start SOURCE EXTRACT
NCollector Studio

Home-screen

After starting NCollector Studio, you will face the home-screen. From here you can perform common tasks like starting new jobs, loading previously saved projects and navigating between the modules. The three shortcuts in the main-area lets you start a new job in just a click.

Screenshot main window

Toolbar

On the upper left hand of the main-screen you find the toolbar.

The toolbar in NCollector Studio

From the toolbar the following tasks (from left to right) can be performed:

Modules

Use the module-selector on the upper right hand to change between the main-modules.

The modules available in NCollector Studio

The "General"-module will show information about the current-job as well as a list of the active downloads.

"Files"-module will present a list of all files downloaded during a “File Rip” project. You may then open the webpage in which the files were found, view downloaded images in the previewer, or open them in the associated program on your computer. You can also delete unwanted files on the fly. NB! The files-module is only applicable for “File Rip” projects.

Important information recorded during a job is available in the "Log"-module. The list will update continuously as the job progresses. The log-file can also be opened using the "Tools, Show Log File"-entry in the main-menu. Logging can be turned completely off in the preferences-menu to reduce memory and CPU-consumption a bit.
end SOURCE EXTRACT
start DATA SHOWN
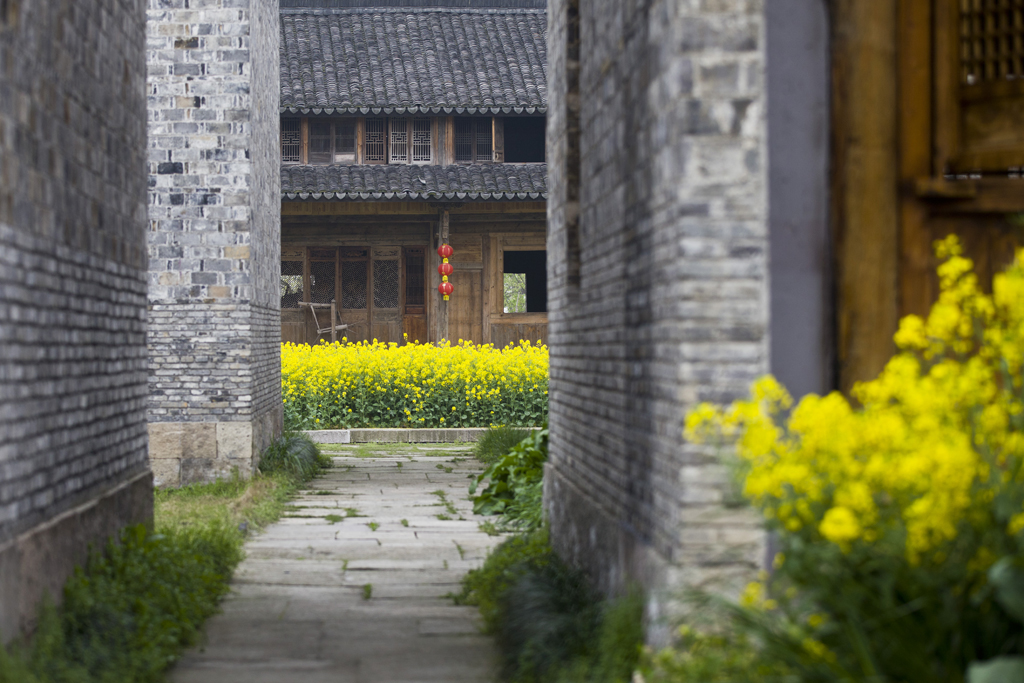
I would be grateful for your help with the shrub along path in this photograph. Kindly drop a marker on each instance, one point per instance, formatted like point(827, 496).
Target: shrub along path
end DATA SHOWN
■ WORK TO COMPLETE ■
• a. Answer these questions from the NCollector Studio help page, one per line:
(i) Where on the main-screen is the toolbar located?
(ii) Which module lists all files downloaded during a "File Rip" project?
(iii) Which main-menu entry can also open the log-file?
• b. Continue the NCollector Studio help page from its last sentence.
The data is separate material from the NCollector Studio help page.

■ ANSWERS IN ORDER ■
• a.
(i) On the upper left hand of the main-screen.
(ii) The "Files"-module.
(iii) "Tools, Show Log File".

• b.
Wizard

When creating a new job, or loading a previously saved job, you can easily configure the project to you desires by clicking a few times in the user-friendly wizard. The wizard can either be started using the new-menu or one of the shortcut-icons at the home-screen.

Choose what kind of project you want to start. Let’s summarize a little from the introduction-chapter:

Project Setup

On the initial page it’s recommended that you specify a name for your project. A default download-folder is suggested, and should be used unless you have good reasons not to. Finish off the first page by specifying a source-address and click next.

Wizard screenshot setting the initial project setup

Click the "Log In"-button next to the address if the given website requires you to log on to access it. A web browser will open, and you'll be able to fill in then authentication details in the same way as when you're logging into the site from your regular browser.

The "Add More"-button will show the advanced options for this page.

Link Restrictions

One of the most powerful mechanisms for filtering which files get downloaded is the options found at the “Link Restrictions”-page in the wizard. From here you can limit the crawler to only scan the website for a given depth or ignore all files outside the domain of the starting-URL(s).

Set the URL-restrictions first. The following choices are available:

Wizard screenshot setting keyword filter

"Domain only" will ignore files from other domains, but include files from sub-domains related to the start-addresses. If this option is chosen when e.g. www.example.com is used, the spider will ignore links from www.mysite.com but include links from forum.example.com.

"Sub-domain only" will ignore links from all other domains and sub-domains.

"Folder only" will allow only links from the specified folder or lower. All links pointing to higher-levels folders or other domains will be ignored. If http://example.com/images/index.htm is the start-address, this setting will cause the link http://example.com/forum to be ignored, but http://example.com/images/brazil/1.jpg to pass the test.

When the "unrestricted"-option is selected, all links will pass through. Be careful with this, and make sure some other restrictions are in place to prevent the whole internet from being crawled.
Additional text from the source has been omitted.